# WORK INSTRUCTION 1:
List every character from the comic who is named in the Unstoppable Wasp review.
# WORK INSTRUCTION 2:
Continue the Unstoppable Wasp review from its final sentence.

# EXERCISE TEXT:
I’m an Unstoppable Wasp fangirl. My Twitter handle changed to Kay, Agent of G.I.R.L., the day the new series was announced, and I haven’t changed it back. I have loved this book since the first issue of the first run, and the new run has just made my love stronger.
Writer: Jeremy Whitley
Today, Issue #4 comes out, and this is a heavy one. Like, this makes the conversation about Hank’s abuse of Janet in the last issue of the first run seem mild and lighthearted in comparison. Issue #3 ended with the G.I.R.L. lab being attacked by A.I.M.; all the girls are injured. Issue #4 deals with the aftermath of that. It dives headfirst into mental health issues, and it doesn’t pull a single punch.
An even mildly accurate portrayal of a mental health crisis in mainstream comics is rare enough. In a mainstream comic, where heroes are often lauded for having symptoms of poor mental health and taking lousy care of themselves? In a year when Heroes In Crisis is perpetuating some of the worst stereotypes and stigmas and flat out inaccuracies about mental health that I’ve ever seen? Issue #4 of Unstoppable Wasp is completely unique.
Here there be spoilers. Proceed with caution. Also, trigger warnings for physical abuse and mental health disorders.
Hank Pym, Nadia’s father, is bipolar. Bipolar disorder appears to have a genetic component, and runs in families. In this issue, we see what that looks like for Nadia.
In the aftermath of the attack, Janet notices that something’s off with Nadia, but she’s got so much else to handle – her shoulder is dislocated, Bobbi has broken a leg, all of the girls have been hurt, Priya is unconscious due to a mysterious gas – that she thinks Nadia will be alright. We see her going through everything at the hospital, taking care of everyone else before she finally takes care of herself.
Nadia, meanwhile, begins to assess the damage and what led to it. What starts as a (semi) reasonable list to figure out what happened with A.I.M. and find the next step turns into a quest to fix a thousand problems – including all of her friends, who she notes as “broken” in some way – and moves from project to project without finishing anything. In the art, it’s clear that she’s falling farther and farther apart – and without question, Gurihiru did an incredible job showing this gradual transition.
Nadia is in the midst of a full-blown manic episode. By the time Janet realizes that Nadia isn’t at the hospital, Nadia has disappeared into her mobile lab, a tiny crystal lab she made where hours outside pass as days inside, and she can work “without interruption.” When she comes out of the lab, and all her friends are there, she tries to retreat again. When Shay tries to stop her, Nadia repeats one of her father’s greatest mistakes. She grabs Shay and throws her into the chalkboard, then says a classic abuser line: she didn’t want to do any of that. The issue ends with Ying challenging Nadia to fight, saying “Why don’t you fight someone at your own level?”

# INFORMATION SUPPLIED:
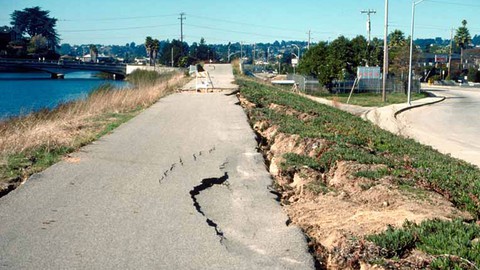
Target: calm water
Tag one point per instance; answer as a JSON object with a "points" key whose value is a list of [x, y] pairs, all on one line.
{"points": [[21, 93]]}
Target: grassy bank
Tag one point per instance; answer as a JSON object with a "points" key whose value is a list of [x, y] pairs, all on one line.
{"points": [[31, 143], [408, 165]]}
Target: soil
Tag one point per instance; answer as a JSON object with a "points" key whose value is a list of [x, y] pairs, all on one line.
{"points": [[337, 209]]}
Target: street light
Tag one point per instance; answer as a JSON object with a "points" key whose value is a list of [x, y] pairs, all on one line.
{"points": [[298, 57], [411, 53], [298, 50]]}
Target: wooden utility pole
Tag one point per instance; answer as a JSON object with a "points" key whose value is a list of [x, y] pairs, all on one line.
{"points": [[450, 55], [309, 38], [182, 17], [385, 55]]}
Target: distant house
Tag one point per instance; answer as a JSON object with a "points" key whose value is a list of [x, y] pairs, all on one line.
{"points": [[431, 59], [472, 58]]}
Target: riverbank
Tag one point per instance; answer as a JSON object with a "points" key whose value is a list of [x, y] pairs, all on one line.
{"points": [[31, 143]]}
* * *
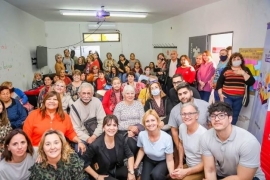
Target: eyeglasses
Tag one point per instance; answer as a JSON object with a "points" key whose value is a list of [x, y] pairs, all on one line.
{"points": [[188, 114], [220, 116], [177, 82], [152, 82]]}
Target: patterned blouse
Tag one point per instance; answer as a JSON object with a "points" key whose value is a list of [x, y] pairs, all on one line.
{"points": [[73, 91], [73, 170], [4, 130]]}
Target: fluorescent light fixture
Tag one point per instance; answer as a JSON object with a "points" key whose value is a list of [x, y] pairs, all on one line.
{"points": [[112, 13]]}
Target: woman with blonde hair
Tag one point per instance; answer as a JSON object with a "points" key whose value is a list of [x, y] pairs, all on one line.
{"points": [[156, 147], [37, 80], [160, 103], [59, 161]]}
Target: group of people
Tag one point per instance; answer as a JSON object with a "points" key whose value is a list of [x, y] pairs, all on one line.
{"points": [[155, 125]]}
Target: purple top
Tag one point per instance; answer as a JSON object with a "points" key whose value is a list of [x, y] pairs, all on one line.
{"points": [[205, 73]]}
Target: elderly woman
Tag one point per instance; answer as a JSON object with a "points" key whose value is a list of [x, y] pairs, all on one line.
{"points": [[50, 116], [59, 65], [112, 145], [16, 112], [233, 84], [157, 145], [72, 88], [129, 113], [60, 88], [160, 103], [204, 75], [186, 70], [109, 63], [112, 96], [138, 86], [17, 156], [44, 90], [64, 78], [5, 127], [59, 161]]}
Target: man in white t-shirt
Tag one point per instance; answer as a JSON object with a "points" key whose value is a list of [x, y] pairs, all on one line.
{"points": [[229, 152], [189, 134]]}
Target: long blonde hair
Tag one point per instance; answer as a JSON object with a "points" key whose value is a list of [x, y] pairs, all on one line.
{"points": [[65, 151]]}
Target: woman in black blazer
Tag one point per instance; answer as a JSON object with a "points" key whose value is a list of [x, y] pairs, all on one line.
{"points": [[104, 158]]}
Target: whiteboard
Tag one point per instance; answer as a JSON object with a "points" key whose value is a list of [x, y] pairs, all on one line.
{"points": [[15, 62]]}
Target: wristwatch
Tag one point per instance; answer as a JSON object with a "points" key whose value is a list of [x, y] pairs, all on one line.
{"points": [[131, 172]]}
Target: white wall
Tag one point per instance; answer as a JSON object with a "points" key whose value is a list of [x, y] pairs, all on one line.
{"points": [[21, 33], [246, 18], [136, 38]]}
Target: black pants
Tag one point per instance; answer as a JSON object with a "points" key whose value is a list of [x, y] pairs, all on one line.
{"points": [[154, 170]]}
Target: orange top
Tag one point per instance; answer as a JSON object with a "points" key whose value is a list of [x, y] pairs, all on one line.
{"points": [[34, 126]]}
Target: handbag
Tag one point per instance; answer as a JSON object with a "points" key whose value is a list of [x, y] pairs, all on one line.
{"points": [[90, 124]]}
==
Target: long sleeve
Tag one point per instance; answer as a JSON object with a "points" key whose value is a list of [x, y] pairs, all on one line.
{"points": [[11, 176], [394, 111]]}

# ANSWER SPACE 1:
Nadia, Hank Pym, Janet, Bobbi, Priya, Shay, Ying

# ANSWER SPACE 2:
I was crying at the end of this issue, and not just because the story was sad and scary. As I said above, this is the first time I’ve seen mental health issues handle in a way that felt respectful, thorough, and accurate. Nadia’s not demonized at any point for the way she’s falling apart. The way she behaves is unacceptable, but she is not inherently broken because of what she’s experiencing.
I also like the way this comic fits into the overall pacing of the arc. It’s not often that you get to see a team injured, worn out, and needing to regroup. Having that happen here was refreshing, even without the mental health content. Seeing Janet struggling to balance her own needs with the needs of the girls she is trying to protect really hit me as a mom. (Shout out to Whitley for Bobbi’s comment that she’s “99% of the way to being a super soldier” so that we’re not questioning why she’s walking by the end of the issue.)
Mental health is rarely given the space or time it needs to be handled properly in fiction, much less in comics. This issue is utterly unique. I can think of a handful of books that have handled depression properly, and nothing that’s touched on the swings of bipolar, especially in a manic episode.
I was scared as I read this issue, terrified that one of my favorite writers wasn’t going to be able to pull off a seriously ambitious goal. By the end of the issue, I was crying. I’d hoped for a competent portrayal of what struggling with mental health can be like. What I got was a compassionate, accurate, and extremely well written portrayal. This was more than I ever thought it could be.
Even with my qualms eased, I am nervous about the payoff in the next issue. The depression that generally follows a manic episode is severe, and Janet has her own traumas from dealing with Hank’s undiagnosed mental illness for years. But after reading this, I trust Whitley and Gurihiru to keep the promises of this issue.